Aim
Repeat every line of the listing below exactly, minus the pictures.

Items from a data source
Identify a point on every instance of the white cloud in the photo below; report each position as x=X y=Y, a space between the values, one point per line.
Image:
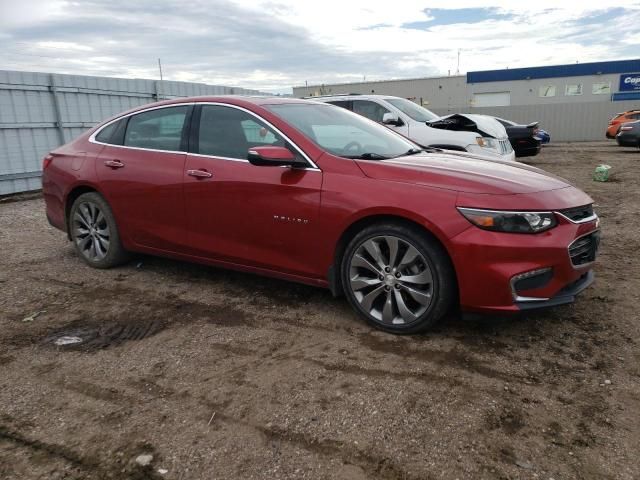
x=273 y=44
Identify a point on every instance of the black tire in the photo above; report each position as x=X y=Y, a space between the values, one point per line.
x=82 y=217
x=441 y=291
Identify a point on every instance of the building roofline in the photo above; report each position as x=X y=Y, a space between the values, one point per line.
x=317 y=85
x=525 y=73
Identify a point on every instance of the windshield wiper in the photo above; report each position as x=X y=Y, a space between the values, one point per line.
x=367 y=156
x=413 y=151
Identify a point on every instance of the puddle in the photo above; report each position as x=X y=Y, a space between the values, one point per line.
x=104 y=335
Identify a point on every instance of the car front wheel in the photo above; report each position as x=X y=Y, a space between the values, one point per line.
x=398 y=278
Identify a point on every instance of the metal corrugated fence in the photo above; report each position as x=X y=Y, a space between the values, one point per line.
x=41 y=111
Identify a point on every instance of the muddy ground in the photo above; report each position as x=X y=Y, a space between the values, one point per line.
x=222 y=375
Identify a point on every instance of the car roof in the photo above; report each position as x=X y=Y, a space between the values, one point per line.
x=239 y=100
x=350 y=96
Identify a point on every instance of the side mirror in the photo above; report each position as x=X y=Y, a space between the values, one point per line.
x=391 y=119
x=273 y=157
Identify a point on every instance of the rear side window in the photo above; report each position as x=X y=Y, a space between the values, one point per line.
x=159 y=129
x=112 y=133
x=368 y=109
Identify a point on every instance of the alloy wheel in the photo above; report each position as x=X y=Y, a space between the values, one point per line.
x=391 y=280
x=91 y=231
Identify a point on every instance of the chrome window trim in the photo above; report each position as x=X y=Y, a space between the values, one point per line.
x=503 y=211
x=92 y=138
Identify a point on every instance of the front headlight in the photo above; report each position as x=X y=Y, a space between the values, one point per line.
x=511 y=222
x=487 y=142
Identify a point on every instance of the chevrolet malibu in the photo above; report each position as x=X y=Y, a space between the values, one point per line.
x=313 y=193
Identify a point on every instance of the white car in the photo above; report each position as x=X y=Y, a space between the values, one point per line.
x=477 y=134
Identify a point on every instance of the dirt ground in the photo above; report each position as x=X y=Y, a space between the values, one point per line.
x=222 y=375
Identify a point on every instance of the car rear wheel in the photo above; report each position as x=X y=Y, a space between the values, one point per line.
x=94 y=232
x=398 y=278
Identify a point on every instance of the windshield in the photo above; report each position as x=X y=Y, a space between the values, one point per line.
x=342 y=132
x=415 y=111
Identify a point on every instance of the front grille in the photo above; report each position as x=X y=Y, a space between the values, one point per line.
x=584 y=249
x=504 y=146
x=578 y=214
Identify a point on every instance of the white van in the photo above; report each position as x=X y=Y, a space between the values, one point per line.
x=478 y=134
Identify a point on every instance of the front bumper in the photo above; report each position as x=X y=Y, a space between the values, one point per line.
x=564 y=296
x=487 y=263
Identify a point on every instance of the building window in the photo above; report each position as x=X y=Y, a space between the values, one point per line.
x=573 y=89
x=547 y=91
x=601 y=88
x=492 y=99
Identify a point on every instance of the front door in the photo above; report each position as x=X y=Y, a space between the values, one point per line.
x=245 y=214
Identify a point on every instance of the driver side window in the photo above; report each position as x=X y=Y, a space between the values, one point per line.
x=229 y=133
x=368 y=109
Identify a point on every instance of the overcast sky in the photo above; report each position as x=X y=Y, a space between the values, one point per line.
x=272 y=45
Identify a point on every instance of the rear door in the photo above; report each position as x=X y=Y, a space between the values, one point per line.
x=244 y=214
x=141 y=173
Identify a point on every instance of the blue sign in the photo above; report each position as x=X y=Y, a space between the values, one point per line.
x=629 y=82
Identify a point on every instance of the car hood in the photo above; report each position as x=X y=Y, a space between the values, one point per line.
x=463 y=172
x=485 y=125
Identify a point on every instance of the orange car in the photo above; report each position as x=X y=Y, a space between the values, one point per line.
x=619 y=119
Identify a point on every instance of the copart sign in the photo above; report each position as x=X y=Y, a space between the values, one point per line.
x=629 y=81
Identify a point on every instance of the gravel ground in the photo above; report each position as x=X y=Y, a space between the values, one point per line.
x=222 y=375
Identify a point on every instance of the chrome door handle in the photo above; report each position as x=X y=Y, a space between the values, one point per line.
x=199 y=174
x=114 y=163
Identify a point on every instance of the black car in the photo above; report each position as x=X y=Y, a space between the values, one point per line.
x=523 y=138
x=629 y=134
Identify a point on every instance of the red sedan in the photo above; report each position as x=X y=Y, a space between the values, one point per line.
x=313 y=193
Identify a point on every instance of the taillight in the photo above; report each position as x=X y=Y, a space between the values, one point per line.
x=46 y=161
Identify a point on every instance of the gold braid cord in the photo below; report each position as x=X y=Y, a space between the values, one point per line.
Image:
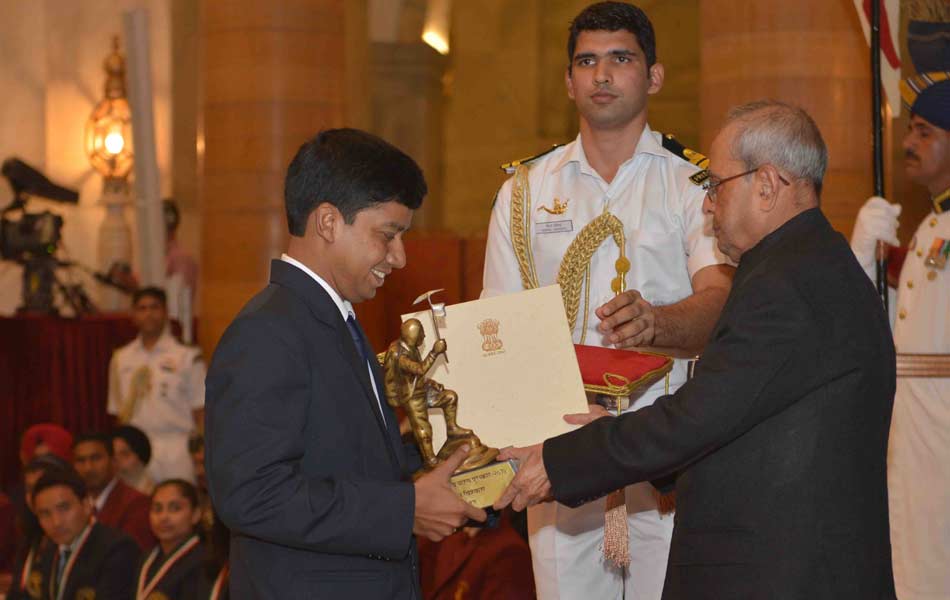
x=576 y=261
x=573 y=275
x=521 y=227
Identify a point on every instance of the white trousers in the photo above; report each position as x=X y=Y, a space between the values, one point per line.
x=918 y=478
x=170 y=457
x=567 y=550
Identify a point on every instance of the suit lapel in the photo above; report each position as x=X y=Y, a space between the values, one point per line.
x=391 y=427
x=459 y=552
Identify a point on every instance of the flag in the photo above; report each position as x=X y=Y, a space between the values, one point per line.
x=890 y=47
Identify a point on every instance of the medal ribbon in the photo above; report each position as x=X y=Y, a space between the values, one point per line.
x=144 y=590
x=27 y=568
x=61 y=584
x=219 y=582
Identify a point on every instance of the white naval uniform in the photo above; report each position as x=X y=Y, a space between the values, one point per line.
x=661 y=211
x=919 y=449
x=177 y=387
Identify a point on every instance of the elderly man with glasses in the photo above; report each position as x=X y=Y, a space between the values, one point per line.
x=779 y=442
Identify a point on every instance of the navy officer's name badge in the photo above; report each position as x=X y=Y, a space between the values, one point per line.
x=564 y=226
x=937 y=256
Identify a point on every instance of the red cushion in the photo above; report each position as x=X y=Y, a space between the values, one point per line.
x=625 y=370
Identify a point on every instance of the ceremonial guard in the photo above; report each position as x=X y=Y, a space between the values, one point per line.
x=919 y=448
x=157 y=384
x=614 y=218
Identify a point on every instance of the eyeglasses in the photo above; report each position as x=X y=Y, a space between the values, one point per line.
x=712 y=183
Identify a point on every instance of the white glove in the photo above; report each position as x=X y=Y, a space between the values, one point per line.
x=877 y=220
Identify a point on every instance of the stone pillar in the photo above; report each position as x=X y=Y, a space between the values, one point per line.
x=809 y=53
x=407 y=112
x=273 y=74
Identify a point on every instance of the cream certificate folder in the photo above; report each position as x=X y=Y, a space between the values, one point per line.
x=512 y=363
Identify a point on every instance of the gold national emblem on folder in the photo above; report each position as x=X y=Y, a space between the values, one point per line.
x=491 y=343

The solution
Identify a point on every instance of the white cloud in the photo below; report each position as x=X y=Y, a space between the values, one point per line.
Image:
x=273 y=44
Identify a point on every instance of the black tire in the photo above; report each position as x=X y=Y, a space between the values, one point per line.
x=82 y=217
x=441 y=291
Identify a point on every instance of the building roofline in the photo above; report each position as x=X y=Y, a space between the values, one point per line.
x=317 y=85
x=525 y=73
Identify a point on every instance of the windshield wiper in the photo above; report each position as x=X y=Y, a space between the values, one point per line.
x=367 y=156
x=413 y=151
Identify a point on every instance of the puddle in the photo above; report each position as x=X y=Y, a space between the values, one point per line.
x=104 y=335
Identify a point on every instance of the car front wheel in the photo above; report each position as x=X y=Y, a space between the values, one point per line.
x=398 y=278
Identify a point on every instance of the metal corrugated fence in the photo above; report each position as x=X y=Y, a space between the values, one point per line.
x=41 y=111
Identify a point on every instance of the muddy ground in the photo above; report each position as x=X y=Y, a space between the values, one point per line.
x=222 y=375
Identify a point on every instance of the car roof in the photo above; report each position as x=X y=Y, a space between the values, one point per line.
x=239 y=100
x=350 y=96
Identify a point on every instance of the side mirror in the photo above; report each position as x=X y=Y, a space between the values, one point per line.
x=391 y=119
x=273 y=157
Identify a point on every instance of the rear side window in the photo above; report each position as x=X y=Y, a space between the values, one point per line.
x=159 y=129
x=112 y=133
x=368 y=109
Identify a point on every instance of the alloy wheel in the photo above; report each position as x=X y=Y, a space between the values, one point per line.
x=391 y=280
x=91 y=231
Identify a point on every instance of the chrome window trim in the photo above; report each position as x=X y=Y, a space between the values, one point per line.
x=503 y=211
x=92 y=138
Identify a point on every instance of the front headlight in the photo above; report each position as x=X y=Y, a space between the values, one point per line.
x=511 y=222
x=487 y=142
Identify a point on every instance of the chevrolet malibu in the photo above; report each position as x=X y=Y, a space between the values, one point per line.
x=313 y=193
Identify a point on every instance of the white car in the photo above; report each position as x=X y=Y, a space between the values, one point per line.
x=477 y=134
Identify a point on every instance of the dirt ground in the photo above; report each position as x=X y=Y, a space between the values, one point per line.
x=222 y=375
Identify a point on every instance of the car rear wheel in the photo above; report each position as x=X y=Y, a space between the values, one point per line.
x=94 y=232
x=398 y=278
Identify a point on every instance of the windshield in the photo above; report each position as x=X y=Y, a space between the values, one point per line.
x=342 y=132
x=415 y=111
Identify a point on every instance of the front grille in the photo above; report each position as x=X y=Y, a space between the values, one point per line.
x=584 y=249
x=504 y=146
x=578 y=214
Identify a point on every instance of the white van in the photo above; report each position as x=X y=Y, a space between the values, one point per line.
x=478 y=134
Identify a point on every instance of the front bumper in the photo above; report each position as x=X y=Y, a space between the values, one point per line.
x=564 y=296
x=487 y=263
Identify a point on every instance of the building window in the photo above; report each position as x=X y=Y, a space between the values, one point per line.
x=573 y=89
x=547 y=91
x=601 y=88
x=492 y=99
Identify a point on every instance of the front door in the photo above; report each position as x=X y=Y, a space between the values, one point per line.
x=245 y=214
Identify a point on every instance of the driver side window in the photo above; report each position as x=X y=Y, a space between the values, one point per line.
x=229 y=133
x=368 y=109
Identify a point on every instance of the overcast sky in the photo above; report each position as x=X y=Y, a space between the values, one point per line.
x=272 y=45
Identify a point on every instance of the rear door in the photo above; report each position as x=X y=Y, a space between the values, one point per line.
x=244 y=214
x=141 y=173
Identify a point on every instance of the blue sign in the photo above; report each position as x=X y=Y, a space between the values, one point per line.
x=629 y=82
Identify a point on every instance of the car hood in the photo above; report each position as x=X y=Y, a space between the values, one point per line.
x=463 y=172
x=485 y=125
Identify a point on every instance of the orange car in the photo above; report each position as x=X y=Y, a space between the values, one point per line.
x=619 y=119
Identify a point on every instance of the copart sign in the photo above; report each position as x=X y=Y, a space between the values, one point per line.
x=629 y=81
Identify a point on every instance of the gravel ground in the photo above; report each position as x=X y=Y, a space between the values, one point per line.
x=222 y=375
Identify a point on every instance of the chrome door handle in the photo above; report each position as x=X y=Y, a space between the values, one point per line.
x=199 y=174
x=114 y=163
Identify a point on every instance of the black car in the photo above; report each position as x=X y=Y, a space between the values, one point per line.
x=523 y=138
x=629 y=134
Identify a point on every instance of the red sedan in the photo above; report each position as x=X y=Y, a space between the values, one point per line.
x=313 y=193
Identify a point on every instance of the taillight in the photo above; report each position as x=X y=Y, a space between the values, one point per line.
x=46 y=161
Identify a point on every instance of the gold braid cord in the photo below; report each position as x=X y=Y, a space between the values, one point per line.
Image:
x=576 y=261
x=573 y=275
x=521 y=227
Identify a point on every instance of the white trousers in the photo above; report each position as x=X y=Y, a space between the values, one point per line.
x=918 y=478
x=170 y=457
x=567 y=550
Identify a point on every instance of the suit lapel in the photo above; report each position as x=X y=Y, a space between the values, one point per line.
x=391 y=427
x=459 y=552
Identify a point on every instance of the flag in the photo above; report each position as x=X y=Y, a space between the values, one point per line.
x=890 y=47
Identify a point on every instance of the medal ribbon in the photo above; report each position as x=X y=Y, a space between the values, one point per line.
x=144 y=590
x=27 y=568
x=61 y=584
x=219 y=582
Identify a point on every instance of the white naval uniform in the photo above; report each position as x=X y=Y, a space between the values, one point per line.
x=661 y=211
x=919 y=449
x=177 y=387
Identify a point on every instance of the elderly man with glasses in the photo above; report each position as x=X y=Y, a space between the values, one point per line.
x=779 y=442
Identify a point on every instance of the navy officer's name badge in the photo above; report each position as x=X y=Y, a space between the values, one point per line.
x=564 y=226
x=937 y=256
Identify a point on every instance of the red cushion in the photo above; report each position as x=X y=Y, a space between the values, one point per line.
x=625 y=370
Identify a point on every instance of the ceremonial guard in the photo above; report each position as x=X y=Y, a space between the values, one point per line.
x=919 y=448
x=157 y=384
x=614 y=218
Identify a point on every instance of the eyeglasses in the photo above; report each position as x=X y=Y, a space between the values, one point per line.
x=712 y=183
Identify a point on every instance of the white glove in the photo above; report each position as x=X y=Y, a space between the values, one point per line.
x=877 y=220
Identify a point on every instance of the stone pillar in the photo above; report each position as x=X y=Y, a space between the values, one point per line.
x=809 y=53
x=407 y=112
x=273 y=74
Identify a point on every instance of the cream certificate folder in the photo above; report each position as x=X y=Y, a space between the values, one point per line.
x=512 y=363
Identify a point on every instance of the gold national emblem on folder in the photo above; report each position as x=X y=Y, a space between the values, one point per line.
x=491 y=343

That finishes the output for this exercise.